• [Given request]
Copy exactly the lines from the "task: outline the broken brick pile" line to the end, both included, and nothing else.

— start Provided material —

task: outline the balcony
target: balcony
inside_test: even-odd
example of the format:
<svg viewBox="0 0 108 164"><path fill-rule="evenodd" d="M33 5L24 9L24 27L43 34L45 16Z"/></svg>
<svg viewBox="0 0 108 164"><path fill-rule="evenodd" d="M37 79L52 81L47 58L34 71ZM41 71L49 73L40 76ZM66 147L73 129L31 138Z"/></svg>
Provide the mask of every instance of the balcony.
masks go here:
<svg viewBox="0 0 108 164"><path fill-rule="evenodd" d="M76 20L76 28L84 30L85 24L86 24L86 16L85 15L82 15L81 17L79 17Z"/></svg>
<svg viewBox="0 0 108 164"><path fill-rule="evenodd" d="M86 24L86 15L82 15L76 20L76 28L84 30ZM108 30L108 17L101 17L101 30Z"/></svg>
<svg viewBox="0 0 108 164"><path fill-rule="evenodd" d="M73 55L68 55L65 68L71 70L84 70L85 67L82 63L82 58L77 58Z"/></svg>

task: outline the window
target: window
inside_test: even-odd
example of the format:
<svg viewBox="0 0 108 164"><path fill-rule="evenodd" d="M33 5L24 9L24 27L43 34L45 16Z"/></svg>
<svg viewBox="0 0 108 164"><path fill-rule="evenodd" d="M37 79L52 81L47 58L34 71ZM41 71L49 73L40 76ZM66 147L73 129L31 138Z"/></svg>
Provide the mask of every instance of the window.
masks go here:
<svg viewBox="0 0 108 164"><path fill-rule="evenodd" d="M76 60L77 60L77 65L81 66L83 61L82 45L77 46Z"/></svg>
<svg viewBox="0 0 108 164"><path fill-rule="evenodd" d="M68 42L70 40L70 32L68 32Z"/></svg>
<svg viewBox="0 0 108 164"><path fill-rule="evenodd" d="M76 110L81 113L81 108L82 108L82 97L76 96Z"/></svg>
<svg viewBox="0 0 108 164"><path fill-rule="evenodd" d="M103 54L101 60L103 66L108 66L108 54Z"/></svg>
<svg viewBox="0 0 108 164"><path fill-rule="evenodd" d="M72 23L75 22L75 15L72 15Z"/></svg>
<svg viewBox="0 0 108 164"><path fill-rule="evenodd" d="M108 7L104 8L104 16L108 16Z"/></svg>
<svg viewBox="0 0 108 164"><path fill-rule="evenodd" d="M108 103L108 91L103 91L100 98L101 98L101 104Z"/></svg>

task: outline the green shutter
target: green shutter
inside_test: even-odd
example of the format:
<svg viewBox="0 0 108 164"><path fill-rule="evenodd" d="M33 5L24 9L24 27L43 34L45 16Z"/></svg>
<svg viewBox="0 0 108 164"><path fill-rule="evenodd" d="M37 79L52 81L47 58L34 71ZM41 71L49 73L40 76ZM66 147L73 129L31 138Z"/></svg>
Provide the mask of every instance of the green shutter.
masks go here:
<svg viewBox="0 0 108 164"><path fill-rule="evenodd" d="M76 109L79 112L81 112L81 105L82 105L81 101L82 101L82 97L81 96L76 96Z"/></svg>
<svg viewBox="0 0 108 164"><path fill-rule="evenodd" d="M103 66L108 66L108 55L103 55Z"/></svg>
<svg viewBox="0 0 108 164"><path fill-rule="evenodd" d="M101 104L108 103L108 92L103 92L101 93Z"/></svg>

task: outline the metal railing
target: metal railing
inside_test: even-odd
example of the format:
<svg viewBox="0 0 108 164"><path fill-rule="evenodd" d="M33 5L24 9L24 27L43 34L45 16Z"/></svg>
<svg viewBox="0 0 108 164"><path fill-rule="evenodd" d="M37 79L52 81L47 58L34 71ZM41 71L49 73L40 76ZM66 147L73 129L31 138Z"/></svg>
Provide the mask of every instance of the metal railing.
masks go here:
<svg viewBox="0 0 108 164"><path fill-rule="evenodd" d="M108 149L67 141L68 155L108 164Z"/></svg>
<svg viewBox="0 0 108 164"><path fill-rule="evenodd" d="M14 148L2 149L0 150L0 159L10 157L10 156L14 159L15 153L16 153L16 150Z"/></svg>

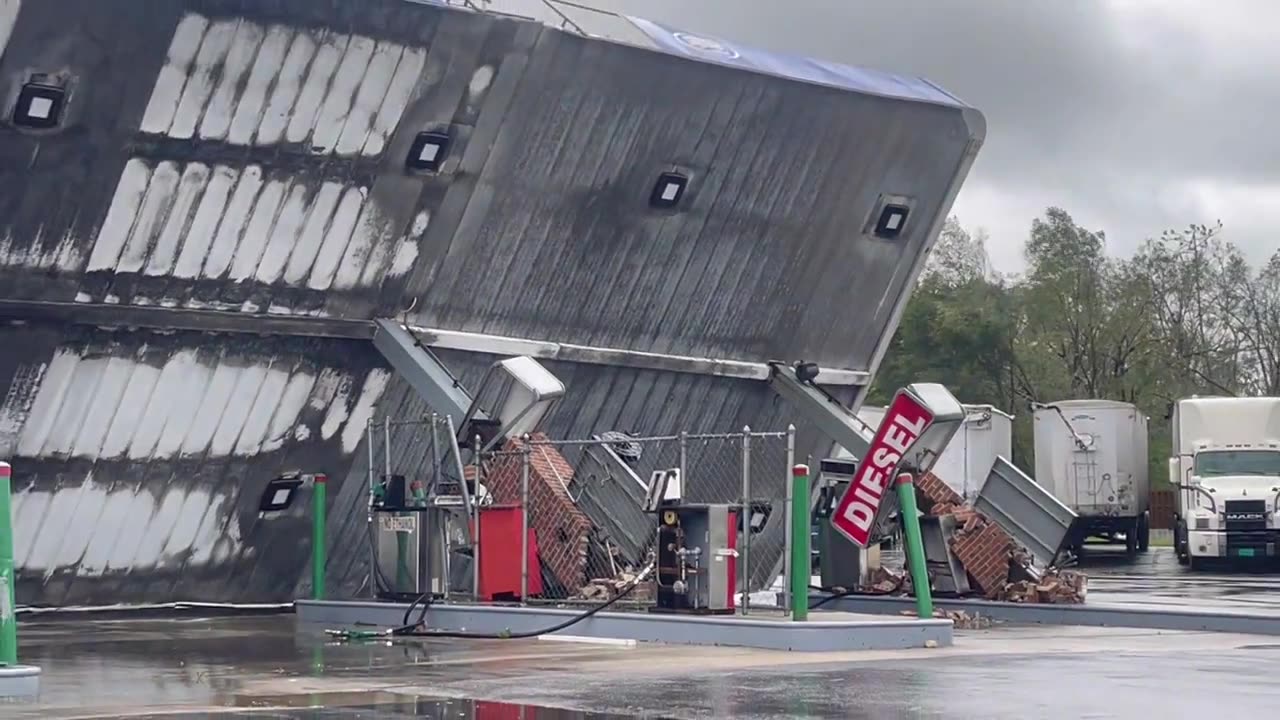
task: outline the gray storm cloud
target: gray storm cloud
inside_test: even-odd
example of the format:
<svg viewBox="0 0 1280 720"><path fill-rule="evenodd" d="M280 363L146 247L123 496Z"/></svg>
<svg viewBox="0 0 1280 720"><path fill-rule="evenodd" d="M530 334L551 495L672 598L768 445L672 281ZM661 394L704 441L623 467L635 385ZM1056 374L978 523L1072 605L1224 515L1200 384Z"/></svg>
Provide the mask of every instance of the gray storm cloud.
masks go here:
<svg viewBox="0 0 1280 720"><path fill-rule="evenodd" d="M763 49L920 74L982 109L956 202L1018 270L1060 205L1112 252L1221 219L1256 261L1280 246L1280 3L1233 0L595 0Z"/></svg>

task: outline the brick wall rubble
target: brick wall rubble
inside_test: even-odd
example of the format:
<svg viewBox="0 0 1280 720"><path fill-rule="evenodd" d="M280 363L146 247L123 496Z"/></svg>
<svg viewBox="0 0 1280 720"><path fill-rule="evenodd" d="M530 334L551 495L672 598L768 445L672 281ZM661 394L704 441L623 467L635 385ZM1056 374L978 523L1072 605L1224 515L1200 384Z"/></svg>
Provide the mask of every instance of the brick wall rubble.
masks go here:
<svg viewBox="0 0 1280 720"><path fill-rule="evenodd" d="M1000 525L992 523L933 473L915 482L920 510L928 515L952 515L956 532L951 552L969 573L970 584L989 600L1010 602L1084 602L1088 578L1076 571L1048 569L1036 573L1030 556ZM1018 579L1032 578L1032 579ZM901 580L878 577L864 588L883 593L891 588L909 588Z"/></svg>
<svg viewBox="0 0 1280 720"><path fill-rule="evenodd" d="M538 445L545 439L541 433L531 437L529 525L538 537L539 560L572 596L589 579L586 564L593 525L568 495L573 466L554 447ZM483 482L497 503L520 505L522 447L520 439L509 439L504 454L488 468Z"/></svg>

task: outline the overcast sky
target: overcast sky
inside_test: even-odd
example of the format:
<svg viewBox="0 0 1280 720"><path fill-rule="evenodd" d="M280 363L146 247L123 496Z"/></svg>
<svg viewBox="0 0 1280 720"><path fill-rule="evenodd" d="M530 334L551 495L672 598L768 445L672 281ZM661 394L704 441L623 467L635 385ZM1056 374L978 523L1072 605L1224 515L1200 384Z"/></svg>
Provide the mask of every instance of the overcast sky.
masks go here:
<svg viewBox="0 0 1280 720"><path fill-rule="evenodd" d="M1023 266L1060 205L1130 254L1221 219L1280 246L1277 0L593 0L762 49L928 77L987 117L955 214Z"/></svg>

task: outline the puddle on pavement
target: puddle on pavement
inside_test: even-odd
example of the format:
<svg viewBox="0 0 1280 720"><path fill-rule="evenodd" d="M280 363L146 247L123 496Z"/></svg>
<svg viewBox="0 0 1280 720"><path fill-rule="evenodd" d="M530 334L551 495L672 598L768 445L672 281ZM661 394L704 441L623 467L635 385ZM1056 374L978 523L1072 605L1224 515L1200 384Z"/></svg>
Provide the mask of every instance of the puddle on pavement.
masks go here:
<svg viewBox="0 0 1280 720"><path fill-rule="evenodd" d="M339 717L367 720L637 720L659 719L660 715L609 715L557 707L511 705L480 700L442 700L411 697L394 693L314 693L284 696L280 698L255 697L259 708L228 707L218 712L189 712L164 715L113 715L104 719L129 720L337 720ZM298 707L285 707L298 706Z"/></svg>

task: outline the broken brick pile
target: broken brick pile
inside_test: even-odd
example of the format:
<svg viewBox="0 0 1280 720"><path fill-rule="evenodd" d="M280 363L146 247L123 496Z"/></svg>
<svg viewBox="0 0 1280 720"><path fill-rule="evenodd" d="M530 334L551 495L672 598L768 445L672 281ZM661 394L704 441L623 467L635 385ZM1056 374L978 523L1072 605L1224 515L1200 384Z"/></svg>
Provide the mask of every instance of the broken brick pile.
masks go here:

— end Provided material —

• [Answer below]
task: outline the broken brick pile
target: broken brick pile
inside_test: even-odd
example of the format:
<svg viewBox="0 0 1280 720"><path fill-rule="evenodd" d="M280 363L146 247L123 496Z"/></svg>
<svg viewBox="0 0 1280 720"><path fill-rule="evenodd" d="M530 334L551 495L672 598L768 445L672 281ZM661 394L704 441L623 467L635 385ZM1056 374L978 523L1072 605L1224 515L1200 384Z"/></svg>
Provide the mask of every instance of the broken brick pile.
masks go here:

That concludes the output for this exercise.